• [Stated task] Reproduce each line exactly. Skip none.

········

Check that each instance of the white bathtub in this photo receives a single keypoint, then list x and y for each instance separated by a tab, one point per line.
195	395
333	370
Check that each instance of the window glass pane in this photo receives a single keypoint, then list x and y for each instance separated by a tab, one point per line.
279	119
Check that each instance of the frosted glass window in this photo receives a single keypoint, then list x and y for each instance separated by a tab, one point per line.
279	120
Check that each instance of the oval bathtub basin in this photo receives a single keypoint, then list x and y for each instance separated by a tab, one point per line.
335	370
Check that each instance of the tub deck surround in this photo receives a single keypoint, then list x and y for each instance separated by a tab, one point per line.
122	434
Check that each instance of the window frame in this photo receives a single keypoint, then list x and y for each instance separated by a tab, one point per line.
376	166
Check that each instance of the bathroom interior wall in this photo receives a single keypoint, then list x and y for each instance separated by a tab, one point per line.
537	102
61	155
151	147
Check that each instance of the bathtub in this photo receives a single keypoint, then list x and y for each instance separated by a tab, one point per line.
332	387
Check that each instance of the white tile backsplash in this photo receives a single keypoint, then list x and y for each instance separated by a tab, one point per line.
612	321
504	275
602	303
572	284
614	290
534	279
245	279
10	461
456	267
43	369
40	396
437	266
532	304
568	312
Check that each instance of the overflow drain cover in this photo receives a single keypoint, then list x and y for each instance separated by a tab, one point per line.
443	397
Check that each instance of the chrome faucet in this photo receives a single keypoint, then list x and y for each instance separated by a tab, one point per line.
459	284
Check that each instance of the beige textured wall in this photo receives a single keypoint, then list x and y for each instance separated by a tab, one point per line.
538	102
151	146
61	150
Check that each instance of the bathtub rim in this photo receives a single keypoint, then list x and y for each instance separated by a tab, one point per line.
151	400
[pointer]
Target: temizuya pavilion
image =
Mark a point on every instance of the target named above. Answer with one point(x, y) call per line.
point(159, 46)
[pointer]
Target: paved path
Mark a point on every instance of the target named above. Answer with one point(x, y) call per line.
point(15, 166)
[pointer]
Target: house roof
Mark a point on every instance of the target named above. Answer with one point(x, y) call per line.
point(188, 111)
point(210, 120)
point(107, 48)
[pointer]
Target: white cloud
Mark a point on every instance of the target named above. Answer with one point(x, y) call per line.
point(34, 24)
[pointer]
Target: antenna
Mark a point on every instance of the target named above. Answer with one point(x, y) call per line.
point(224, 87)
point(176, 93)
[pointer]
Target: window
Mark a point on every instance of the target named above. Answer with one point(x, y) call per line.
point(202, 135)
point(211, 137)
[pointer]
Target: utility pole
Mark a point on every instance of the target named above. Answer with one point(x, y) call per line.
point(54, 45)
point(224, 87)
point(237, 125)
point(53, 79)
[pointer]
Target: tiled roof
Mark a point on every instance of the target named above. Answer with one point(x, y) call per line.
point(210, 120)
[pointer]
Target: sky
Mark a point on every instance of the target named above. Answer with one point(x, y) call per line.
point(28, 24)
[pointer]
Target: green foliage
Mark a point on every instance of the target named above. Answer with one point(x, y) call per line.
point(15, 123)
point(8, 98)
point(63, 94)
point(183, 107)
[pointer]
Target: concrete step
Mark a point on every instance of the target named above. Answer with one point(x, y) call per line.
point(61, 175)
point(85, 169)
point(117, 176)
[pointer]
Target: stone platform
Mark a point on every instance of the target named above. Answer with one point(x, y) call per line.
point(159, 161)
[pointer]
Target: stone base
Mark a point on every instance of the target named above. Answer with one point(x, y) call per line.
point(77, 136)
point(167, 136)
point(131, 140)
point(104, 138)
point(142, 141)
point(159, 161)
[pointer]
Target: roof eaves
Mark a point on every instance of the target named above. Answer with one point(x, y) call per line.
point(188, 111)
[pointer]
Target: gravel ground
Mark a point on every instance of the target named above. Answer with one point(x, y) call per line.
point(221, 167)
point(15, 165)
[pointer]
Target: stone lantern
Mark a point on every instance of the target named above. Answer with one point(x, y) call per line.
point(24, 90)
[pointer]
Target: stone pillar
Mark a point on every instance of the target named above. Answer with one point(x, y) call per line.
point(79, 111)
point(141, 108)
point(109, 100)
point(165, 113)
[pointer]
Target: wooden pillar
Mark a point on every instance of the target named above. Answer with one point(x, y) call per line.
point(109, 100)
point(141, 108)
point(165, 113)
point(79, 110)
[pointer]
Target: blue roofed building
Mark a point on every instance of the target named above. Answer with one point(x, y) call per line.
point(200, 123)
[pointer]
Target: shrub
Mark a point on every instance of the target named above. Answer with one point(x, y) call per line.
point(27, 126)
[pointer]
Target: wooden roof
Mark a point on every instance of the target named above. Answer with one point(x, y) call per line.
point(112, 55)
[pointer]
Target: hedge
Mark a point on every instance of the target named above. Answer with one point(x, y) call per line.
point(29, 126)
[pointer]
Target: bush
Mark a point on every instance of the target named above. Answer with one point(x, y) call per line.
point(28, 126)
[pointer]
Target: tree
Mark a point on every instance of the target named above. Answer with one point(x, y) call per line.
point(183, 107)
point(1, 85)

········

• [Solution to this task]
Check that each instance of the white bathtub in this photo receives a single keypoint, then list x and y for each instance separated by a tab, one point per line.
195	395
333	370
Check that each instance of the window glass pane in this photo receives a single keypoint, then list x and y for each instance separated by a tab, one point per line.
279	119
Check that each instance of the frosted glass window in this photo receives a single keypoint, then list x and y for each instance separated by a tab, one point per line.
279	120
Check that each instance of the oval bathtub basin in this photo receives a single keypoint, then list x and y for each instance separated by a tab, one point per line.
335	370
Check that each instance of the tub deck surround in this photo receives a single keypoint, then list x and y for each instance separated by a tab, one point per line.
122	434
Check that each instance of the window frame in this photo receives a single keypoint, then list x and y for each instance separated by a tab, one point per line.
376	166
Check that each instance of the bathroom interior wall in this photo receives a single keypoint, then list x and y for each instance separated by a tab, one point per line.
537	102
61	155
151	147
Check that each instance of the bathtub in this photo receives a single keypoint, then list x and y for each instance separated by a tab, one point per line.
332	387
Check that each instance of the white tile backsplash in this photo receives a single keypoint, then list x and y for each instance separated by a tab, one point per line.
612	321
504	275
602	303
572	284
614	290
534	279
245	279
10	461
456	267
43	369
40	396
437	266
532	304
568	312
Check that each instance of the overflow drain cover in this photo receives a single keypoint, then list x and y for each instance separated by a tab, one point per line.
443	397
Check that each instance of the chrome faucet in this photo receives a single keypoint, then list x and y for each instance separated by a tab, one point per line.
459	284
Check that each instance of the beige textured wall in this photo receives a single keypoint, then list x and y for each instance separated by a tab, one point per line.
538	102
151	146
61	150
Check that each instance of the bathtub rim in this photo receives a single keypoint, then list x and y for each instance separated by a tab, one point per line.
151	400
[pointer]
Target: temizuya pavilion
image =
Mark a point on every instance of the target named above. Answer with one point(x, y) call per line.
point(159, 46)
[pointer]
Target: paved path
Mark a point on every instance of the target named above. Answer with one point(x, y) call per line.
point(15, 166)
[pointer]
Target: house roof
Mark a point on every instance of the target named above. Answer with one point(x, y) call per line.
point(188, 111)
point(210, 120)
point(107, 48)
[pointer]
Target: white cloud
Mark a point on every instance of the target named above. Answer with one point(x, y) call per line.
point(34, 24)
[pointer]
Target: antenna
Mark a point on every instance of the target named above. Answer with one point(x, y) call per line.
point(224, 87)
point(176, 93)
[pointer]
Target: window
Mark a point on every instance of the target named above. Answer with one point(x, y) call per line.
point(202, 135)
point(211, 137)
[pointer]
Target: utility pole
Mark a point on every instance of the target named above. Answer with one point(x, y) call per line.
point(54, 45)
point(224, 87)
point(237, 125)
point(53, 79)
[pointer]
Target: tiled roof
Mark a point on every instance of the target named above. Answer with one point(x, y) call per line.
point(210, 120)
[pointer]
Target: sky
Mark a point on every instance of the target named above. Answer with one point(x, y) call per line.
point(28, 24)
[pointer]
Target: green foliage
Mark a point on every instance of the target named above. Answer with one point(x, y) call per line.
point(15, 123)
point(8, 98)
point(63, 94)
point(183, 107)
[pointer]
Target: concrete step
Mark a point on every instance of the target named above. Answer with one point(x, y) call per line.
point(61, 175)
point(85, 169)
point(117, 176)
[pointer]
Target: stone platform
Mark a point on every instance of the target named above. Answer with one point(x, y) call per line.
point(159, 161)
[pointer]
Target: stone base
Mark a point on every instance of the target named above. Answer with one point(x, y) call per line.
point(77, 136)
point(167, 136)
point(131, 140)
point(104, 138)
point(142, 141)
point(159, 161)
[pointer]
Target: roof eaves
Mark a point on every instance of the target named above. Answer with one point(x, y) call per line.
point(188, 111)
[pointer]
Target: gravel ground
Mark a point on every instance of the target named above. Answer with one point(x, y) call per line.
point(221, 167)
point(15, 165)
[pointer]
Target: stone lantern
Mark a point on every instance of the target named above. Answer with one point(x, y) call per line.
point(24, 90)
[pointer]
Target: stone pillar
Mark a point on every instance of the target named above. Answer with one point(x, y) call per line.
point(79, 111)
point(141, 108)
point(109, 100)
point(165, 113)
[pointer]
Target: wooden pillar
Mark a point on every instance of the target named above. Answer with one point(x, y) call per line.
point(109, 100)
point(141, 108)
point(165, 113)
point(79, 110)
[pointer]
Target: blue roofed building
Mark a point on every instance of the target named above. Answer with one point(x, y) call per line.
point(200, 123)
[pointer]
Target: shrub
Mark a point on every instance of the target named above. Answer with one point(x, y) call per line.
point(27, 126)
[pointer]
Target: wooden roof
Mark a point on every instance of the target named above. Answer with one point(x, y) call per line.
point(112, 55)
[pointer]
Target: hedge
Mark a point on every instance of the target named above. Answer with one point(x, y) call per line.
point(29, 126)
[pointer]
Target: bush
Mark a point on every instance of the target named above. Answer with one point(x, y) call per line.
point(28, 126)
[pointer]
Target: tree
Mark a point on every instance of the target named above. Answer with one point(x, y) call per line.
point(183, 107)
point(1, 85)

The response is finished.